● EXERCISE DIRECTIONS
Below is a listing. Write out exactly its lines between the one holding "Target: forearm" and the one holding "Target: bare arm", inclusive.

● TASK MATERIAL
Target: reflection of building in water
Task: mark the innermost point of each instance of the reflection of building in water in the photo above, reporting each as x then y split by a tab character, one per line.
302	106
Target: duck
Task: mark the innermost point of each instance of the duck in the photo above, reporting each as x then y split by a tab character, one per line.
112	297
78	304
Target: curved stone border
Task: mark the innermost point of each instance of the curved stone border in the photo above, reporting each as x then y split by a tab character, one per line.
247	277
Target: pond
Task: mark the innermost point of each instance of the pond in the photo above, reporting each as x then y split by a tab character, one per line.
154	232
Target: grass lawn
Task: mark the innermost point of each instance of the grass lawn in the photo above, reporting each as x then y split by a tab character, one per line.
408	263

--

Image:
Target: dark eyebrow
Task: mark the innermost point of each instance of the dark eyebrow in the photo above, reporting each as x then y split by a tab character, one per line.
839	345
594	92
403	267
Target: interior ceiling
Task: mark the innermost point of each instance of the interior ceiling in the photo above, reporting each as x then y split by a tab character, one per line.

* * *

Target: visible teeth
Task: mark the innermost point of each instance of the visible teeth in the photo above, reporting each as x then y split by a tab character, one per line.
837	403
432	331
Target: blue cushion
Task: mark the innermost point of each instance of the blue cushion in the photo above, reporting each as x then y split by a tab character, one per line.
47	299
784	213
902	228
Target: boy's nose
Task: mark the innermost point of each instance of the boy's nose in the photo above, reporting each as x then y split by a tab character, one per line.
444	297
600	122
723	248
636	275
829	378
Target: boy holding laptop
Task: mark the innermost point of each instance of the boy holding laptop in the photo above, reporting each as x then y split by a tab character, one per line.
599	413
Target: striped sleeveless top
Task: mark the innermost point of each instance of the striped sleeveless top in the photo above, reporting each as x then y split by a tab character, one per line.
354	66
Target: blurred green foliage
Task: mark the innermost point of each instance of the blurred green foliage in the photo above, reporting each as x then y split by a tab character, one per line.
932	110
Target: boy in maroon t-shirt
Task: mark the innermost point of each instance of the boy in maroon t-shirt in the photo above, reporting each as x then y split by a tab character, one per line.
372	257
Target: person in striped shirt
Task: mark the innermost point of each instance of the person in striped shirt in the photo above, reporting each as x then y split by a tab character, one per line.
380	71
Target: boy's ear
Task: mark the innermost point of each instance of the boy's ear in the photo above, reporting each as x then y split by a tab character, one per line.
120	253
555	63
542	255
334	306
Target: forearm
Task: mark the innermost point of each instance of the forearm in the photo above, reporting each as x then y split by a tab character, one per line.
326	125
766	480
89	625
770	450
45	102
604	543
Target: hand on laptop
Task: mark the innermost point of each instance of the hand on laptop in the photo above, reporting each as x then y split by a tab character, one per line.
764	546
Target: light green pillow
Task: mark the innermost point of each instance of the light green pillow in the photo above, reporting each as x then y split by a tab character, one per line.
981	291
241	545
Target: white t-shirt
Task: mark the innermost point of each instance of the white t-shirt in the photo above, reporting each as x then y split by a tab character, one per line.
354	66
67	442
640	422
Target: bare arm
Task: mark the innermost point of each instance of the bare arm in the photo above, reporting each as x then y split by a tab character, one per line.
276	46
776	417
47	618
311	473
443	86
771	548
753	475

● RESPONSE
Target: forearm
Task: mark the innermost point of each instance of the forearm in the photo above, reporting each as x then y split by a tab character, one per line.
326	125
766	480
89	625
770	450
45	102
604	543
Target: hand on laptop
Task: mark the innermost point of each instance of the hand on laptop in the photo above, reporting each as x then y split by a tab character, one per line.
764	546
Target: light green pillow
Task: mark the innermost point of each instance of the light green pillow in the photo above, reporting each as x then y split by a tab character, one per line.
981	291
241	545
Target: white t-shirt
Task: mark the innermost point of each instance of the white t-shirt in the photo above, reporting each as x then y split by a tab character, one per line.
354	66
67	442
640	422
Target: bare arm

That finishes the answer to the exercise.